The Gateway sees multiple devices with different MAC addresses connected to one of its ports — port “x”. ARP requests don’t contain any information about what else the requesting device might be connected to, or to which of their ports. It is only enough for the Gateway to know that the requesting device is on the network, and that its trunk can ultimately be traced back to its own Ethernet port x.
Its location within the real-world topology, beyond that trunk, is unknown. It could be directly connected. It could be many hops away. Unifi shows these devices as directly connected to the Gateway in this scenario, rather than not at all.
Typically, Unifi can accurately display the topology of its own devices when they are directly interconnected. To do this, they blend common standards beyond ARP with Unifi-specific behaviours.
If we align with such behaviours, we could reach an improved map.
Primer on LLDP and Unifi#
To grasp the next section, I must break out to deliver my understanding of LLDP/Unifi behaviours.
Part of the heuristics Unifi employs to draw the topology map are predicated on data ultimately sourced from Local Link Discovery Protocol (LLDP).
LLDP is an open standard operating on the L2 layer. An LLDP-enabled device can periodically broadcast an LLDP Ethernet frame to all of its ports regularly to “advertise” itself to its “neighbours”. Those of the recipients that also support LLDP might also retain a “neighbour table” internal to themselves to store that information. The recipient device now knows “somewhere on port x, there’s a device with MAC address y”. The entries in the table expire after the TTL (which is defined in the original message) expires. And of course, multiple connected devices could be talking LLDP back to each other.
Crucially, switches do not retransmit LLDP advertisements they receive. LLDP frames are transmitted on a reserved MAC address (01-80-C2-00-00-0E
). As an Ethernet frame is received by a switch, and subsequently acknowledged to have been received on that address, it is processed as an LLDP message, and the data contained within is used to update the switch’s own neighbour table. Nothing upstream will ever see that message; that’s where the lifetime of that frame ends. It is worth noting that routers are also switches, so they have an LLDP neighbour table representing their own local neighbours, too.

WORK TO COMPLETE:
[1] Answer these questions from the passage on Unifi topology and LLDP:
(a) How does Unifi show devices whose place in the topology beyond the trunk is unknown?
(b) On what reserved MAC address are LLDP frames transmitted?
(c) When do entries in an LLDP neighbour table expire?
[2] Carry on the passage about Unifi topology and LLDP, starting after its final sentence.

MATERIAL:

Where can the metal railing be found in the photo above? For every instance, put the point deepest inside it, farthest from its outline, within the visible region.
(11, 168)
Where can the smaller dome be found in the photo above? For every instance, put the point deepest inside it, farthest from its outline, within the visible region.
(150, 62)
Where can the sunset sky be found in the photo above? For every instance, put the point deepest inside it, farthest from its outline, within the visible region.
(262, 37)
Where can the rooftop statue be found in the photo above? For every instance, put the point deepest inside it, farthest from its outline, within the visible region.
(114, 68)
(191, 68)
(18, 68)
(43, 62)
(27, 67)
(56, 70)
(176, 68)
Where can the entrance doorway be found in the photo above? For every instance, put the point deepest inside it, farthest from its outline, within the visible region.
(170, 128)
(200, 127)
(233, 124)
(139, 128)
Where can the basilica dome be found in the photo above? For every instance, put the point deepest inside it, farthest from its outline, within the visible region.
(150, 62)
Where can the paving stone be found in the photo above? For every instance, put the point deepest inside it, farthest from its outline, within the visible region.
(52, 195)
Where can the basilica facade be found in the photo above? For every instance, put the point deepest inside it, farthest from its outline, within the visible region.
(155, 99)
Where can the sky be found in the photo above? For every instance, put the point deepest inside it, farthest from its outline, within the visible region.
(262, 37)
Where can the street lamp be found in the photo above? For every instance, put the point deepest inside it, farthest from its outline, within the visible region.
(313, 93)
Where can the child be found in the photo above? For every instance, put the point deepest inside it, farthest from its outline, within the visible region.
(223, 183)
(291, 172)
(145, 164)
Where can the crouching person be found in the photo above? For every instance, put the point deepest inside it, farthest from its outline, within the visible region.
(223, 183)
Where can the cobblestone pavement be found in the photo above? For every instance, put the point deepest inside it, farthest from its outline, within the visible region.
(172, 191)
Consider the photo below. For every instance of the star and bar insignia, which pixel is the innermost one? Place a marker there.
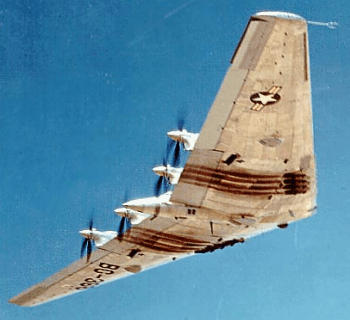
(264, 98)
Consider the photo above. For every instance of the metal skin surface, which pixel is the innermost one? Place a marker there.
(252, 168)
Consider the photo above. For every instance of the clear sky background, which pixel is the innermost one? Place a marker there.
(88, 90)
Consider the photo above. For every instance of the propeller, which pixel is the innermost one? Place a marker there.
(124, 224)
(87, 244)
(162, 183)
(177, 149)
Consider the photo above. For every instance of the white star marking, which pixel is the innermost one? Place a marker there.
(264, 98)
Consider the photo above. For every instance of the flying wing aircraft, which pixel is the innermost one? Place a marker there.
(251, 168)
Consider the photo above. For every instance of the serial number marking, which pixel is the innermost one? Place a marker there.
(104, 269)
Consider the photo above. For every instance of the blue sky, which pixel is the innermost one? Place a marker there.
(88, 90)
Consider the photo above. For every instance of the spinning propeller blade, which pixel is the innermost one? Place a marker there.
(87, 244)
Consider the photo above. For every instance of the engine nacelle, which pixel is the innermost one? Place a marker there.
(99, 237)
(169, 172)
(188, 139)
(135, 217)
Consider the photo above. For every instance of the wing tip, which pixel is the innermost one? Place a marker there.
(280, 14)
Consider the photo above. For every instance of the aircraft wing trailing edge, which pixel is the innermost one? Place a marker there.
(252, 168)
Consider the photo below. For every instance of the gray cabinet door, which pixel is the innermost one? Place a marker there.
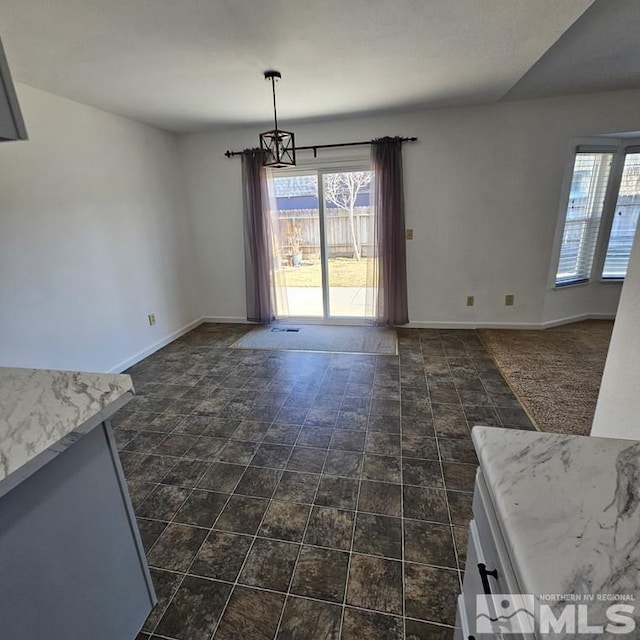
(11, 122)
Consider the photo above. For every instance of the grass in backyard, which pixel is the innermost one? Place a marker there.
(343, 272)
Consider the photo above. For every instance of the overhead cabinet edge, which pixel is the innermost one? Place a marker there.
(11, 123)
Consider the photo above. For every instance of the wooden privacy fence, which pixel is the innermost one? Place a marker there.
(337, 227)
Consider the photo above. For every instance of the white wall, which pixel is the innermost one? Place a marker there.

ANSWERS BY TASK:
[1]
(a) As directly connected to the Gateway.
(b) 01-80-C2-00-00-0E.
(c) When the TTL defined in the original message expires.

[2]
Therefore, LLDP alone is insufficient to inform the core gateway of the entire topology magically. Instead, localised knowledge of the topology is distributed bit by bit amongst the internal neighbour tables of the switches within the network. Each individual switch only knows who its own LLDP-transmitting neighbours are and which of its own ports they are connected to.
But in a perfect world where everything cooperates (such as a complete Unifi first network in which each Unifi network device dutifully transmits and processes LLDP frames), it can be supposed that a complete network topology map could be computed from the aggregate of all of those neighbour tables.
It is this situation that Unifi can leverage proprietary behaviours. Unifi devices (switches, etc), regularly push their own neighbour tables back to the Unifi gateway via a Unifi-specific HTTP service reached via what is known as the “Inform URL”. As above, the Gateway can then aggregate the distributed LLDP tables, compute the graph, and realise the broader network topology in its network app UI.
As part of my investigation, I spent time on the Gateway working with lldpcli
(show neighbours
) and tcpdump -i any -nnn -vvv -e -s0 ether proto 0x88cc
to observe the Gateway’s local LLDP table and the raw LLDP frames being received on its sockets. This was particularly handy in my scenario, where the gateway-side MoCA device is directly connected to the Gateway.
Unfortunately, the Unifi switch on the far end of my MoCA devices is not L3, so I’m unable to view its neighbour table as seen locally. But I can see Unifi Inform packets arriving on the Gateway transmitted from it via tcpdump -i switch0.<vlan> -s 0 -A 'tcp and port 8080'
. It is, however, a proprietary binary format that includes an encrypted payload. I didn’t go through the effort of decrypting it after I verified my upcoming hypothesis by other means. Still, by all accounts, part of it is a derivative representation of the switches LLDP table in JSON.
Enabling LLDP on MoCA#
If the MxL37xx MoCA devices supported LLDP in some capacity, we could leverage it to improve the Unifi network app’s realisation of the network topology. You can sense the blatant presupposition throughout already, so I will happily confirm that they do support it via some advanced config.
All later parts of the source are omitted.